** BEGIN DOCUMENT EXTRACT **
On Wednesday June 21, 2006, the Ukrainian media reported that the parties had finally reached a coalition agreement, which appeared to have ended nearly three months of political uncertainty.[13]

Tymoshenko's nomination and confirmation as new Prime Minister was expected to be straightforward. However, the nomination was preconditioned on an election of her long-term rival Petro Poroshenko from Our Ukraine as the speaker of the parliament. Within a few days after the coalition agreement had been signed, it became clear that the coalition members mistrusted each other, since they considered it to be a deviation from parliamentary procedures in order to hold a simultaneous vote on Poroshenko as the speaker and Tymoshenko as Prime Minister.

To aggravate matters, opposition members from the Party of Regions blocked the parliament from Thursday, June 29[14] through Thursday, July 6.[15]

The Party of Regions announced an ultimatum to the coalition, demanding that the parliamentary procedures be observed, asking membership in parliamentary committees to be allocated in proportion to seats held by each fraction, chairmanship in certain Parliamentary committees as well as Governorships in the administrative subdivisions won by the Party of Regions. The coalition agreement deprived the Party of Regions and the communists of any representation in the executive and leadership in parliamentary committees[16] while in the local regional councils won by the Party of Regions, the coalition parties were locked out of all committees as well.

Following a surprise nomination of Oleksandr Moroz from the Socialist Party of Ukraine as the Rada speaker and his subsequent election late on July 6 with the support of the Party of Regions, the "Orange coalition" collapsed. After the creation of a large coalition of majority, led by the former prime minister Viktor Yanukovych and composed of the Party of Regions, Socialists and Communists, Viktor Yanukovych became Prime Minister, and the other two parties were left in the wilderness. Whilst Tymoshenko immediately announced that her political force would form a shadow cabinet to the current government, Our Ukraine stalled until October 4, 2006, when it too joined the opposition.[17]

[edit] 2007 Foreign Affairs article

Yulia Timoshenko and Vladimir Putin (March 19, 2005)
** END DOCUMENT EXTRACT **
Reproduce word for word the part of the passage on the 2006 Ukrainian coalition talks that opens with the words containing "Tymoshenko's nomination and" and closes with "as Prime Minister.". The data listing is not needed.
** BEGIN LISTED ENTRIES **
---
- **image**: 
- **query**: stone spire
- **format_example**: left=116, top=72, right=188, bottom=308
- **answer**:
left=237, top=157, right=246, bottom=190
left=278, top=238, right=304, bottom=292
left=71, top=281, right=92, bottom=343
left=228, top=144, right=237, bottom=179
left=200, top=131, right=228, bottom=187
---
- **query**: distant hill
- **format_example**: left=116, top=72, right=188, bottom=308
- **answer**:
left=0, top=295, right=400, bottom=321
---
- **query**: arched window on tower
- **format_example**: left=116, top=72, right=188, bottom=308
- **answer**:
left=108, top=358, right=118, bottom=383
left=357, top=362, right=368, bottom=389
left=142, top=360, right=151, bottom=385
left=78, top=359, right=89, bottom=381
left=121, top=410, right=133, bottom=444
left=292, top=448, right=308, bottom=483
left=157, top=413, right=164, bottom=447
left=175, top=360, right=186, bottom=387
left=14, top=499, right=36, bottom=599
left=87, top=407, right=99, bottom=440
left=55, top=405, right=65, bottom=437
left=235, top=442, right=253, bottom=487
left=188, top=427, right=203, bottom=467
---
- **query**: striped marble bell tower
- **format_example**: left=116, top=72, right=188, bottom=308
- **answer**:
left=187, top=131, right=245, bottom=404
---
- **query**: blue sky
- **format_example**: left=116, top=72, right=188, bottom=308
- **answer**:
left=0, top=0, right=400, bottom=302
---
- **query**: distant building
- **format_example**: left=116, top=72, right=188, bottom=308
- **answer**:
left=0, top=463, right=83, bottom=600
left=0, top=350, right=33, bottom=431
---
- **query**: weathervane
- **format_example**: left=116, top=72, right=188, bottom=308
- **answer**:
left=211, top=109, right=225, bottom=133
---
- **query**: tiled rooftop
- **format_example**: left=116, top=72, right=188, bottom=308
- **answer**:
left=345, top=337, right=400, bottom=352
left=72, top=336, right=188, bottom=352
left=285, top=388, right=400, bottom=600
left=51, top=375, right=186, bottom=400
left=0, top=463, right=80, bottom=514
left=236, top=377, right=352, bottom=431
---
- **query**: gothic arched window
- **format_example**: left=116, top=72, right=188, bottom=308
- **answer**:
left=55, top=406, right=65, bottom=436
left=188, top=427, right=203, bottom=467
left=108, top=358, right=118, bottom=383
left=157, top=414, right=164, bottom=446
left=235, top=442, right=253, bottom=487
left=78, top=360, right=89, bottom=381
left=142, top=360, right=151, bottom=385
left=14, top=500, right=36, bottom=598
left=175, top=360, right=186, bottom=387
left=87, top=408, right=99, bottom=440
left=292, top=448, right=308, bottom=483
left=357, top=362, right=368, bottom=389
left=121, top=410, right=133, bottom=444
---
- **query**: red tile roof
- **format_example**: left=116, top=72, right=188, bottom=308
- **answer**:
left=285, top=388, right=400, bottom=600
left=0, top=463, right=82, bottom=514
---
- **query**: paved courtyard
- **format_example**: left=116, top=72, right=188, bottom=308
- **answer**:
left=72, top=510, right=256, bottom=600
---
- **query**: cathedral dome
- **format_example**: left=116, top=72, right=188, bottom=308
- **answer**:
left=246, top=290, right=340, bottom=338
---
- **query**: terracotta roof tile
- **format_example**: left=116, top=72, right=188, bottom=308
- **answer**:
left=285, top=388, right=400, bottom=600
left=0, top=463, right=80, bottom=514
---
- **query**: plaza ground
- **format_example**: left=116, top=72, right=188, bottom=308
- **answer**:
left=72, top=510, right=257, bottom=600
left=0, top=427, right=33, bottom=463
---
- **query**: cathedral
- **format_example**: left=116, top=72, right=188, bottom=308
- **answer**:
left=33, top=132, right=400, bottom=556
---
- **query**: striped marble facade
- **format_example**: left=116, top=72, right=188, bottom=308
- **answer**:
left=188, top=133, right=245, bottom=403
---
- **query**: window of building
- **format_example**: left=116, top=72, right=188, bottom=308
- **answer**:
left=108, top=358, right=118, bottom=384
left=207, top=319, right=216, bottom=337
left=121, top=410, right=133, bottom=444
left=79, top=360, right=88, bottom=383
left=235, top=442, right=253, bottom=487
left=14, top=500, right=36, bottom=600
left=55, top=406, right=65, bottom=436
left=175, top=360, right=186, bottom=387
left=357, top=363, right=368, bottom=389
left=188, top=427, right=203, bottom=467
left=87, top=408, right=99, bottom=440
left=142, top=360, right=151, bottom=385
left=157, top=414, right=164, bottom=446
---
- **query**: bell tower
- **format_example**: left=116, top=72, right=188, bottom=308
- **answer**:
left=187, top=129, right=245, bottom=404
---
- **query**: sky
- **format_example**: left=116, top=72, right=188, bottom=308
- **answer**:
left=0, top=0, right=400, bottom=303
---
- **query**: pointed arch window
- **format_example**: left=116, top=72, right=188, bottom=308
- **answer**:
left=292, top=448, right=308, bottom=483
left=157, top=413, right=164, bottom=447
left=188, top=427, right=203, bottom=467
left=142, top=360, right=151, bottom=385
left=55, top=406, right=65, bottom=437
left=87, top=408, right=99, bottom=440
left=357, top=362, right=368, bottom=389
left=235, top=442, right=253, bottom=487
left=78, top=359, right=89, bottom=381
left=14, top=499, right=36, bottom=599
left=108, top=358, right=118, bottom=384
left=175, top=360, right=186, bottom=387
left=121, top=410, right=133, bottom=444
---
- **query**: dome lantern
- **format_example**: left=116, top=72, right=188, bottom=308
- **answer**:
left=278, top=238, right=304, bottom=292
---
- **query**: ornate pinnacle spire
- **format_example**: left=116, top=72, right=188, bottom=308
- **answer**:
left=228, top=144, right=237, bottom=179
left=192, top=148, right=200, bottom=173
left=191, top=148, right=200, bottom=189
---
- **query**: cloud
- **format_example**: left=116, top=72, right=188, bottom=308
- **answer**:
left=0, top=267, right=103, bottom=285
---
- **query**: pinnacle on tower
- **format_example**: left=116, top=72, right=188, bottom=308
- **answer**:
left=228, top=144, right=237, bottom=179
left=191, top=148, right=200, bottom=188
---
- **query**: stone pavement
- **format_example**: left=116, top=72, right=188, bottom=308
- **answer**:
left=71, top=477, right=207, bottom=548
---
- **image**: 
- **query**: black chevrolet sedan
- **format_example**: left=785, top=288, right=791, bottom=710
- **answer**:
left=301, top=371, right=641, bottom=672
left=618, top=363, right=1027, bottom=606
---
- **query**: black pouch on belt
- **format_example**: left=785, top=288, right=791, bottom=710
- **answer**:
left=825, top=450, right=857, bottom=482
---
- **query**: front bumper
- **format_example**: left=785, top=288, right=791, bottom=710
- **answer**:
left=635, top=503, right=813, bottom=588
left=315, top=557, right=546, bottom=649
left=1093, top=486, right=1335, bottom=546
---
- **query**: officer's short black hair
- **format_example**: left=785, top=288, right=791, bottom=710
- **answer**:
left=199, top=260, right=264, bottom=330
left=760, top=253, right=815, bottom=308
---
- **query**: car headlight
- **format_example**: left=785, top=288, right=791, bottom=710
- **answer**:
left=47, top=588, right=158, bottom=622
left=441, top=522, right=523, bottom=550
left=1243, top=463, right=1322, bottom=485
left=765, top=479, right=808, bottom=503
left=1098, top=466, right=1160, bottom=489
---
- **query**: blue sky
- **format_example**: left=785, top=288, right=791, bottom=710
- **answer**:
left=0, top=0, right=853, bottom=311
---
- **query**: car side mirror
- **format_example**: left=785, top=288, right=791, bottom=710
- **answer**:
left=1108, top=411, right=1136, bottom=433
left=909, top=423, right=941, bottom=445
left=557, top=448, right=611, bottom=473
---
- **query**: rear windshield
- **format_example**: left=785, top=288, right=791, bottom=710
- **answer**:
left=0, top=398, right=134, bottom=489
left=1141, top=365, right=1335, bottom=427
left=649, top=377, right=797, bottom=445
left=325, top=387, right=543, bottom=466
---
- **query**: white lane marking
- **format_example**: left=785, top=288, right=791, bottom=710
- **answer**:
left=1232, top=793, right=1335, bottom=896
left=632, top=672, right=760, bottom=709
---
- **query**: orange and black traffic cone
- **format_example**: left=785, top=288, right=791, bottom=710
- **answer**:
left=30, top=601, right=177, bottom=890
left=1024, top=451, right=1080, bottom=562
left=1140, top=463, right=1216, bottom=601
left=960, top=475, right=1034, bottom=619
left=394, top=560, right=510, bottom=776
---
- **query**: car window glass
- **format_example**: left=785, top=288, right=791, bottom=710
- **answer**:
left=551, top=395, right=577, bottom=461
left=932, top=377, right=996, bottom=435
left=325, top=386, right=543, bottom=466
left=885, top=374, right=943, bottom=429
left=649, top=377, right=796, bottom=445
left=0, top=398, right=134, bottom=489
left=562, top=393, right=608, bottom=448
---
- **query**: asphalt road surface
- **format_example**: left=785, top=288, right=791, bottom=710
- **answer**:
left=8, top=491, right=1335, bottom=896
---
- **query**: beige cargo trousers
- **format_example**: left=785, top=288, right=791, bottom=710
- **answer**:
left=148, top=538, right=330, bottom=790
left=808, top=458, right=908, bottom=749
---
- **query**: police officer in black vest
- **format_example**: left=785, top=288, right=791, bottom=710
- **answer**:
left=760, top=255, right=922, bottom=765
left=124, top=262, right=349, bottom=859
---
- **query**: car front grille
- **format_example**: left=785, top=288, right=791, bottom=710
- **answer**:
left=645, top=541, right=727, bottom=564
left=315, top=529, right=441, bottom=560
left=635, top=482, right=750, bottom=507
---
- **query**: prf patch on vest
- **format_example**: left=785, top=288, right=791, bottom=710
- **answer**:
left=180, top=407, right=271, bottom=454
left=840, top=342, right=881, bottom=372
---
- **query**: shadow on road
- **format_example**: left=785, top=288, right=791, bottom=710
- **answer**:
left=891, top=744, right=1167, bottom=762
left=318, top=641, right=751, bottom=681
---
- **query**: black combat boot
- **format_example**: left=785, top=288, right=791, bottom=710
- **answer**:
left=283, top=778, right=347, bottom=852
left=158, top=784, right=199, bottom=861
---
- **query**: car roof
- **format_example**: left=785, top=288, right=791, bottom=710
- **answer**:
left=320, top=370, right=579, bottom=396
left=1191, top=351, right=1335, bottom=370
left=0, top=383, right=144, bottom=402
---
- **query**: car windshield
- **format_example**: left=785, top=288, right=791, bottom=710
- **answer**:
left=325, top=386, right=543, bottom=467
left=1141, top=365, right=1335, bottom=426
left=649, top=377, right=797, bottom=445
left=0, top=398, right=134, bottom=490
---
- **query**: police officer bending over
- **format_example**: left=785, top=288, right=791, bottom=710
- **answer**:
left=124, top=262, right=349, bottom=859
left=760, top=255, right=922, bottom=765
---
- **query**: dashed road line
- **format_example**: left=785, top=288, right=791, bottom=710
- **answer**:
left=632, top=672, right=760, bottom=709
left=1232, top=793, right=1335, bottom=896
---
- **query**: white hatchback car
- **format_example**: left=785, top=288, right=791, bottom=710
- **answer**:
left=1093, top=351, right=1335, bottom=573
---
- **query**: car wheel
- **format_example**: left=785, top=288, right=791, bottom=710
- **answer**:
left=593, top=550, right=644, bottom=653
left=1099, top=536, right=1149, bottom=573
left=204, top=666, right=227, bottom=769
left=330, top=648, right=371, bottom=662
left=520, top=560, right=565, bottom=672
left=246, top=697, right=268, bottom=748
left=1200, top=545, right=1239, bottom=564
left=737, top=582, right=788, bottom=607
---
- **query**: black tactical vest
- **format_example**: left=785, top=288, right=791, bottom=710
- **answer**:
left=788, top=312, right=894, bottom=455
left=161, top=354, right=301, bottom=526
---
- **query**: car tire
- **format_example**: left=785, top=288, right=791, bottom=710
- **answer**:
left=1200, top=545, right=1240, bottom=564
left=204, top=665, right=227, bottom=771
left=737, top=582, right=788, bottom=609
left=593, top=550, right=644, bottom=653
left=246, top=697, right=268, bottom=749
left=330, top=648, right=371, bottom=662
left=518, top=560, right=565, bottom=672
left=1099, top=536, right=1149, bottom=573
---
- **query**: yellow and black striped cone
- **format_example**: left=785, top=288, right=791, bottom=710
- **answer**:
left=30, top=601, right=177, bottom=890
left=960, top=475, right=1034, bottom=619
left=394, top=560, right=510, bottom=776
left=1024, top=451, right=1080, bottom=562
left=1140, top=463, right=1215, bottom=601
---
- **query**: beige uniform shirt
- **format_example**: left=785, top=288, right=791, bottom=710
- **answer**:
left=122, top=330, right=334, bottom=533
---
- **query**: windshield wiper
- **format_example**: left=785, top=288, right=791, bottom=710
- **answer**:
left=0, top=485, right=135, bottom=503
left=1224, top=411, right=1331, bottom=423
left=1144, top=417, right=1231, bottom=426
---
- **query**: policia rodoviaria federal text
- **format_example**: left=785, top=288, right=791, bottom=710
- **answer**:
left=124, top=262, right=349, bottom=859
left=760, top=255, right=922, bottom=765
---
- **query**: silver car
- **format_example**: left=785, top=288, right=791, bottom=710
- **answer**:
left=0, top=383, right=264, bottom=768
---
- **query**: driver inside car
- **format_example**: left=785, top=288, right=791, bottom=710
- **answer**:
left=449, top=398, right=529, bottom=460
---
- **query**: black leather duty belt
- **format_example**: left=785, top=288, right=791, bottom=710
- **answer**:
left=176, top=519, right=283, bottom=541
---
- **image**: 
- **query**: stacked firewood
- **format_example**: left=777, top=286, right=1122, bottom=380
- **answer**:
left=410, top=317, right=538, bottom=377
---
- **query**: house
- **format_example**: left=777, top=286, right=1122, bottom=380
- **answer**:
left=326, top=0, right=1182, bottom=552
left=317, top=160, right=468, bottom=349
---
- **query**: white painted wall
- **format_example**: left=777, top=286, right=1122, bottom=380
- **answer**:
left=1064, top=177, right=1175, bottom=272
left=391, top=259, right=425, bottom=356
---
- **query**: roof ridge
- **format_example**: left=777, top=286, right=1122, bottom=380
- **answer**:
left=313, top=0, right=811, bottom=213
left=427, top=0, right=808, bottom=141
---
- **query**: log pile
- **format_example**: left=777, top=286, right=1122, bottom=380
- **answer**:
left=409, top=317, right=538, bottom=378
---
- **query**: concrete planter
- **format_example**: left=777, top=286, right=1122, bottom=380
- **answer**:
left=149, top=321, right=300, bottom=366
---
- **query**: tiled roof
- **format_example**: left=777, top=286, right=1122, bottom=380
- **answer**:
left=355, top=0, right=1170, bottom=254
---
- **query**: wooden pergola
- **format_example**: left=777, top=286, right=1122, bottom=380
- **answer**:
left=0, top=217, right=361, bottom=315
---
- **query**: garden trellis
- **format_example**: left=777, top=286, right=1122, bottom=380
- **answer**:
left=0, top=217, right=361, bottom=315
** END LISTED ENTRIES **
* FINAL ANSWER *
Tymoshenko's nomination and confirmation as new Prime Minister was expected to be straightforward. However, the nomination was preconditioned on an election of her long-term rival Petro Poroshenko from Our Ukraine as the speaker of the parliament. Within a few days after the coalition agreement had been signed, it became clear that the coalition members mistrusted each other, since they considered it to be a deviation from parliamentary procedures in order to hold a simultaneous vote on Poroshenko as the speaker and Tymoshenko as Prime Minister.